WORK REQUEST
Needed from the data below: all lines that contain the word "crowd".

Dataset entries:
○ ○ ○ ○ ○ ○ ○

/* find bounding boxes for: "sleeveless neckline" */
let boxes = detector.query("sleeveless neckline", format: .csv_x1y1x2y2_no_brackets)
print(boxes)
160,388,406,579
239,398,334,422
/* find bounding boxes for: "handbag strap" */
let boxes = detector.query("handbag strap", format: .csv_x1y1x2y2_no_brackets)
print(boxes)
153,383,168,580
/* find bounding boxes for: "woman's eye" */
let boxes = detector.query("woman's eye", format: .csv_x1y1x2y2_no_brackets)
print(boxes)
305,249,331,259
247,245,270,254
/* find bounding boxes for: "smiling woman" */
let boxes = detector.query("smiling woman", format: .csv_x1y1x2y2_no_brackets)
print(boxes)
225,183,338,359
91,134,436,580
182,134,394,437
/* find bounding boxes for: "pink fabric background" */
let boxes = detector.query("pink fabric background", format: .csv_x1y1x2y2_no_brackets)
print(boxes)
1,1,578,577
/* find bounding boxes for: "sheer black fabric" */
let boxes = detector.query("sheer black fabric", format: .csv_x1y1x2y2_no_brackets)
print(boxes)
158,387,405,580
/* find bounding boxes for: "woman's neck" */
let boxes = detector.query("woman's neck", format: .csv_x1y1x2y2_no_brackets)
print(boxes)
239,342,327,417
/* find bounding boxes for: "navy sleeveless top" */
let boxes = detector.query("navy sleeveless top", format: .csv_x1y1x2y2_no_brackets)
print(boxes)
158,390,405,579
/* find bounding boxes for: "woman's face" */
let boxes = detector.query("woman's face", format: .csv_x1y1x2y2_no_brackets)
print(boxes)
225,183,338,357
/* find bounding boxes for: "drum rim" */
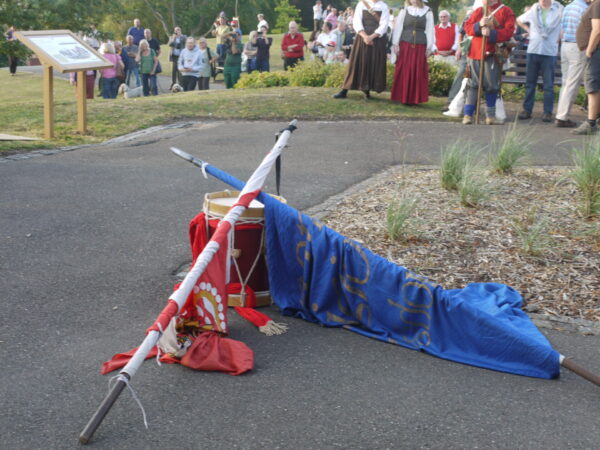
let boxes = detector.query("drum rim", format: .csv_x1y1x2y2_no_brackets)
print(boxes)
203,190,286,219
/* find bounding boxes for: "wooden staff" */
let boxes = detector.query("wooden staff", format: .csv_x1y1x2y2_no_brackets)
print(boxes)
474,2,489,125
561,356,600,388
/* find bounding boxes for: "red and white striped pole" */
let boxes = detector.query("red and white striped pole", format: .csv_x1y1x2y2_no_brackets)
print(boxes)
79,120,298,444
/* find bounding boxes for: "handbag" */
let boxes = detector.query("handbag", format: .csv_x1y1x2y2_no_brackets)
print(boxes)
155,61,162,74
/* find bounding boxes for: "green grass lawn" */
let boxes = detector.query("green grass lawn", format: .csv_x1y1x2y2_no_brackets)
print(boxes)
0,69,451,154
158,33,286,74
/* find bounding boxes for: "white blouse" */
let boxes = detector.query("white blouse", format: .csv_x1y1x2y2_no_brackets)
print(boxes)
352,0,391,37
392,6,435,53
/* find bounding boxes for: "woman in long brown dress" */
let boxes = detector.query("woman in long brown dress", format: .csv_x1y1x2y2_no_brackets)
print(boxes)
390,0,434,104
333,0,390,99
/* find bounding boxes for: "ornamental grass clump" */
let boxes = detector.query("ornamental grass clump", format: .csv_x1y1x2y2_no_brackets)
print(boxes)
570,137,600,219
386,196,418,241
511,208,551,256
490,121,532,174
458,163,492,208
440,140,473,191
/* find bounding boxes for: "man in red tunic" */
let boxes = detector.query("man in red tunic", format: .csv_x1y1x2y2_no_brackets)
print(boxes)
433,10,459,66
462,0,515,125
281,21,305,70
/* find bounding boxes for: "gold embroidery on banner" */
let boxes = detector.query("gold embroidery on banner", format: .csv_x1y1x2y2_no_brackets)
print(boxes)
332,277,352,316
326,311,358,324
330,255,337,264
401,281,434,308
342,239,370,284
296,241,306,267
356,303,372,326
387,298,430,329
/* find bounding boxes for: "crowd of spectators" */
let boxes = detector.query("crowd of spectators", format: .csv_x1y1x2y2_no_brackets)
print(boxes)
8,0,600,134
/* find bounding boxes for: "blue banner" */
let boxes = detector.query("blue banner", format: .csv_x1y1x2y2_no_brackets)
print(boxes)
263,199,560,379
201,162,560,379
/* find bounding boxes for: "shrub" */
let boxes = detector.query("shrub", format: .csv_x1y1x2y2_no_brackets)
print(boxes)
458,164,492,208
235,71,289,88
490,120,532,174
427,58,456,97
387,196,419,241
511,208,551,256
288,59,334,87
570,137,600,218
440,140,474,191
324,63,347,88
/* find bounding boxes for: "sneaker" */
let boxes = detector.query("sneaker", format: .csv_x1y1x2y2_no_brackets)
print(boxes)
462,115,473,125
518,110,532,120
485,117,503,125
542,113,553,123
571,121,597,135
555,119,577,128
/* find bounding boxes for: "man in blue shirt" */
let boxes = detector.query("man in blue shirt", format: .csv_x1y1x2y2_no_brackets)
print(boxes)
127,18,145,46
517,0,564,122
555,0,591,127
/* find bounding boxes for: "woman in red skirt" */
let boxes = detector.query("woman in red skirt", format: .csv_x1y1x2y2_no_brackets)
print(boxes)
390,0,434,104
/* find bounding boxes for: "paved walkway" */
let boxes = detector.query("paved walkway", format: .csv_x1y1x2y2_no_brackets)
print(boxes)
1,121,599,449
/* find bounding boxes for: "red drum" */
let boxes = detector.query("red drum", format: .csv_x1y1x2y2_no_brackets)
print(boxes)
203,191,285,308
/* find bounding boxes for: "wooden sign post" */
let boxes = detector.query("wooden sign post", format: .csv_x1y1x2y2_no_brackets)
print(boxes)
14,30,113,139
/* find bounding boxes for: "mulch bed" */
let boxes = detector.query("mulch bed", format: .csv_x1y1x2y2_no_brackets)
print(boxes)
322,166,600,322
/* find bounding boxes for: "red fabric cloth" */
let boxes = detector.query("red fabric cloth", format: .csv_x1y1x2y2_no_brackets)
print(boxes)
180,332,253,375
434,24,456,54
146,299,178,334
234,306,272,328
464,2,515,60
100,332,253,375
281,32,305,58
390,42,429,105
101,346,159,374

○ ○ ○ ○ ○ ○ ○

WRITTEN SOLUTION
/* find bounding boxes for: "crowd of spectators" */
let boxes = detector.query("crowd of spectators", format: .csv_x1y1x2y2_no_brackets)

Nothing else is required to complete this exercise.